What you should do:
Put every line of the items below into a Markdown table with two columns, Row for the row number and Text for the line, skipping blank lines and leaving the pictures out.

Data in this exercise:
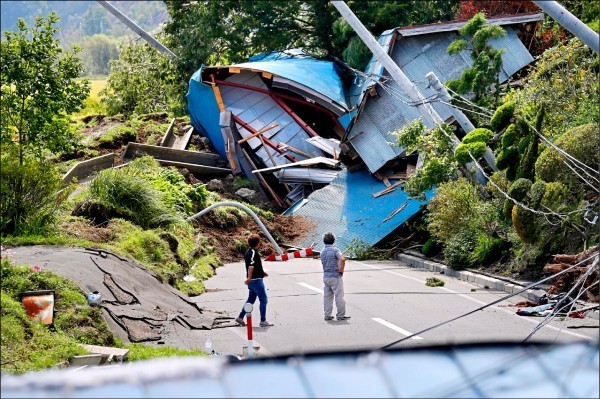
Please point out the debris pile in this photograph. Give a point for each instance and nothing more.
(566, 281)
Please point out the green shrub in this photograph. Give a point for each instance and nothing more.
(431, 247)
(458, 250)
(487, 250)
(117, 136)
(29, 195)
(519, 189)
(510, 136)
(478, 135)
(583, 143)
(455, 208)
(131, 194)
(502, 116)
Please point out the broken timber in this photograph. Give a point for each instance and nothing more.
(200, 164)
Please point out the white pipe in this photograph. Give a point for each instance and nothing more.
(571, 23)
(248, 211)
(427, 111)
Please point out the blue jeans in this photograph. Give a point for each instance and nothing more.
(256, 288)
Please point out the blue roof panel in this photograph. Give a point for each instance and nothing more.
(317, 75)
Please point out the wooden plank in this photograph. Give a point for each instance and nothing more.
(387, 189)
(105, 350)
(263, 181)
(285, 146)
(218, 98)
(230, 156)
(261, 131)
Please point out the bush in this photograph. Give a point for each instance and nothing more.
(502, 116)
(583, 143)
(130, 194)
(457, 252)
(431, 247)
(29, 195)
(519, 189)
(455, 208)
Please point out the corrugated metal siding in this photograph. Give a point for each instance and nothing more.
(347, 208)
(417, 56)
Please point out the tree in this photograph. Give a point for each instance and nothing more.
(468, 8)
(98, 51)
(40, 87)
(482, 78)
(142, 80)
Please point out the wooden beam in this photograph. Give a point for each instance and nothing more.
(271, 144)
(261, 131)
(293, 149)
(291, 113)
(263, 181)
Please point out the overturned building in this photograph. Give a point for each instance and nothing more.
(316, 136)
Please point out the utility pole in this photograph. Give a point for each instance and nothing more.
(427, 111)
(136, 28)
(460, 117)
(571, 23)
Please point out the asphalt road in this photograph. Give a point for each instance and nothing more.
(386, 300)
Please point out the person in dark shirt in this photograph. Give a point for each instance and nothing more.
(254, 280)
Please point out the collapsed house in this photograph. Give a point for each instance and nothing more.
(316, 136)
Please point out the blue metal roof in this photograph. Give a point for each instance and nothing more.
(347, 208)
(417, 56)
(317, 75)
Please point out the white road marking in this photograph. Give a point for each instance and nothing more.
(524, 318)
(395, 328)
(310, 287)
(243, 336)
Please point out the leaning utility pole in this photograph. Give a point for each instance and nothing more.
(428, 113)
(571, 23)
(136, 28)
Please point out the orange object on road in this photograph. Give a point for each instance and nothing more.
(303, 253)
(39, 305)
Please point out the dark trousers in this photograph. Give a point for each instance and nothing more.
(256, 288)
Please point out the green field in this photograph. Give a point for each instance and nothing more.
(92, 104)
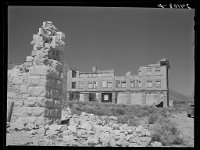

Solution for this task:
| Row | Text |
|---|---|
| 1 | Please point out the debris pile in this photograph. Give a point for each instance and nothing more. |
| 2 | (566, 281) |
| 3 | Please point out the green shrub in this photograph. Give a point for each instance and nothing more. |
| 4 | (431, 247) |
| 5 | (458, 250) |
| 6 | (487, 250) |
| 7 | (117, 136) |
| 8 | (29, 195) |
| 9 | (519, 189) |
| 10 | (510, 136) |
| 11 | (478, 135) |
| 12 | (583, 143) |
| 13 | (455, 208) |
| 14 | (131, 194) |
| 15 | (502, 116) |
| 16 | Please point out the broken timber in this photograph. Give a point for each instance and nothing more. |
| 17 | (200, 164) |
| 18 | Please point out the white pipe in this photograph. Give a point for each instance and nothing more. |
| 19 | (571, 23) |
| 20 | (248, 211) |
| 21 | (427, 111) |
| 22 | Please point out the blue jeans in this photograph. Give a point for each instance and nothing more. |
| 23 | (256, 288) |
| 24 | Please point out the blue roof panel in this photograph. Give a point for each instance and nothing more. |
| 25 | (317, 75) |
| 26 | Please point out the wooden plank in this photograph. Give a point for each instance and nothing more. |
| 27 | (387, 189) |
| 28 | (105, 350) |
| 29 | (263, 181) |
| 30 | (285, 146) |
| 31 | (218, 98) |
| 32 | (230, 156) |
| 33 | (261, 131) |
| 34 | Please point out the bush in this photograph. Give a point for each instance and nothing more. |
| 35 | (502, 116) |
| 36 | (583, 143) |
| 37 | (130, 194) |
| 38 | (457, 252) |
| 39 | (431, 247) |
| 40 | (29, 195) |
| 41 | (519, 189) |
| 42 | (455, 208) |
| 43 | Please point out the corrugated metal siding in this photograph. Give a point for each instance and nothing more. |
| 44 | (347, 208) |
| 45 | (417, 56) |
| 46 | Please point out the tree in this photograph. Give a point for each instance and nothing more. |
| 47 | (468, 8) |
| 48 | (98, 51) |
| 49 | (40, 87) |
| 50 | (482, 78) |
| 51 | (142, 80) |
| 52 | Please point out the wooden beam in this photograph. Give a point for each instance and nothing more. |
| 53 | (271, 144) |
| 54 | (261, 131) |
| 55 | (293, 149) |
| 56 | (291, 113) |
| 57 | (263, 181) |
| 58 | Please point out the overturned building in this photograph. Give a point for each instance and nothing more. |
| 59 | (316, 136) |
| 60 | Please point out the utility pole in this photograph. Give a point for each instance and nothing more. |
| 61 | (427, 111) |
| 62 | (136, 28) |
| 63 | (460, 117) |
| 64 | (571, 23) |
| 65 | Please point out the asphalt road in this photograph. Give a point for each instance and nothing more. |
| 66 | (386, 300) |
| 67 | Please point out the person in dark shirt in this photograph. Give a point for each instance and nothing more. |
| 68 | (254, 280) |
| 69 | Please point out the collapsed house in this photograph. Give a point for each instance and nothing more. |
| 70 | (316, 136) |
| 71 | Please point out the blue metal roof in this photograph. Give a point for each instance and nothing more. |
| 72 | (347, 208) |
| 73 | (417, 56) |
| 74 | (317, 75) |
| 75 | Please point out the white road marking in this photograph. Give a point for each instance and nothing more. |
| 76 | (524, 318) |
| 77 | (395, 328) |
| 78 | (310, 287) |
| 79 | (243, 336) |
| 80 | Please point out the leaning utility pole in this photograph. Give a point for each instance and nothing more. |
| 81 | (428, 113) |
| 82 | (571, 23) |
| 83 | (136, 28) |
| 84 | Please point out the orange object on road in this photograph. Give a point for each instance and nothing more. |
| 85 | (303, 253) |
| 86 | (39, 305) |
| 87 | Please point out the dark trousers in this photograph. Give a point for each instance and nothing more. |
| 88 | (256, 288) |
| 89 | Please point out the green field in this photograph. Give a point for each instance and nothing more. |
| 90 | (92, 104) |